## Source passage
^^^^^^^^^^^^^^^^

The Passivhaus design is now practiced in 40 countries around the world, he noted, and an example in northern Ontario is currently in the works.

Green-vision Developments, a North Bay design and construction company led by Brannyn Hale, plans to build Vision Park North, three eight-story condominium buildings on the shores of Lake Nipissing that will follow Passivhaus standards and use solid wood – engineered wood that is built for strength and longevity – in its design.

Little information is publicly available about the project, including its construction schedule or financing.

But Smits, who has been involved with the project in an advisory capacity for the past three years, called it a “historic project” because it will be the first building of its size and type to be built in the North.

It is inspired by Brock Commons, an 18-story, $51.5 million student residence at the University of British Columbia, which was built of solid wood and completed in 2017.

Wood, when protected from moisture and rot, can provide a strong building structure for 100 years or more, Smits said.

Add to that the Passivhaus and Green-vision principles to achieve high-performance condominiums that will last for generations.

“By building a better envelope around this building, we’ve almost guaranteed that the life cycle of this building is truly indefinite,” Smits said.

“The advantage with wood too is that when you build in a factory like we are and it will be for this project, you can machine it to tolerances that are down to the millimetre. So when the building is put together, it fits together very, very well.

In countries that have adopted Passivhaus design, there is an initial increase in costs as companies adapt to new ways of building, Smits said.

But over time, as builders adopt improved construction processes, such as using pre-engineered wall systems or pre-engineered mechanical systems, construction speeds up and costs come down, he noted. .

In Canada, a few companies are beginning to produce pre-engineered components to the Passivhaus standard, and slowly more and more tradespeople are gaining Passivhaus construction certification.

Smits believes government mandates could accelerate domestic production of pre-engineered components, reduce costs and encourage widespread adoption across the industry.

While it may not be possible or sensible to demolish existing carbon-storing buildings to rebuild Passivhaus-style, making it a priority in the future could completely change the way we build.

“If you choose the right building materials, like pre-engineered wall systems and other components, in the future you can deconstruct this building and reuse many of these components,” Smits said.

“But you have to think about how you design and build these buildings.”

^^^^^^^^^^^^^^^^

## Information provided
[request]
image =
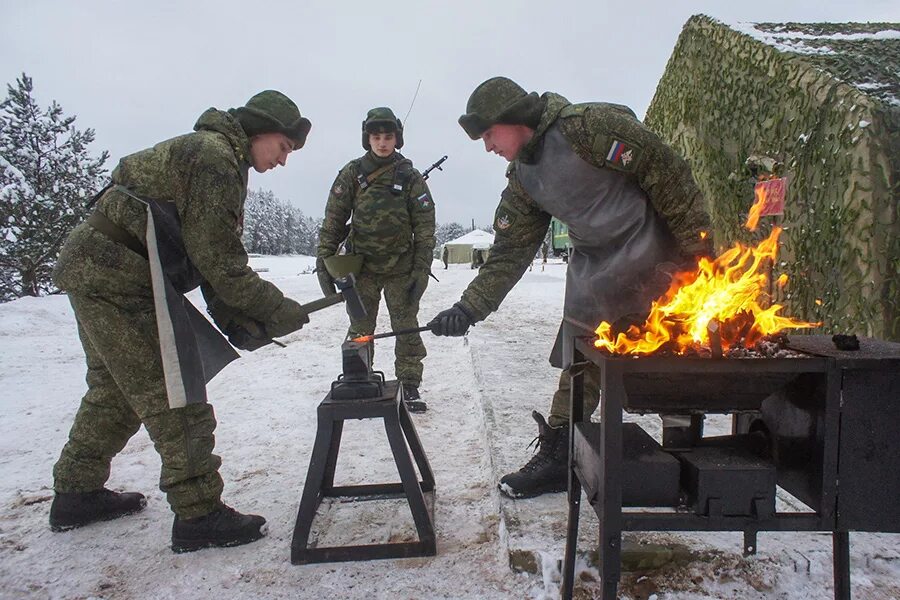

^^^^^^^^^^^^^^^^

## Problem A
In the Passivhaus passage, rewrite everything from "Green-vision Developments, a" down to "in the North.", swapping "eight-story" for "ten-story".
## Problem B
Check each statement against the Passivhaus passage: (i) Vision Park North is planned as three eight-story condominium buildings; (ii) Brock Commons was completed in 2019; (iii) Smits has advised on the project for the past five years.

## Response A
Green-vision Developments, a North Bay design and construction company led by Brannyn Hale, plans to build Vision Park North, three ten-story condominium buildings on the shores of Lake Nipissing that will follow Passivhaus standards and use solid wood – engineered wood that is built for strength and longevity – in its design.

Little information is publicly available about the project, including its construction schedule or financing.

But Smits, who has been involved with the project in an advisory capacity for the past three years, called it a “historic project” because it will be the first building of its size and type to be built in the North.

## Response B
(i) Yes: "three eight-story condominium buildings on the shores of Lake Nipissing"
(ii) No: "which was built of solid wood and completed in 2017"
(iii) No: "in an advisory capacity for the past three years"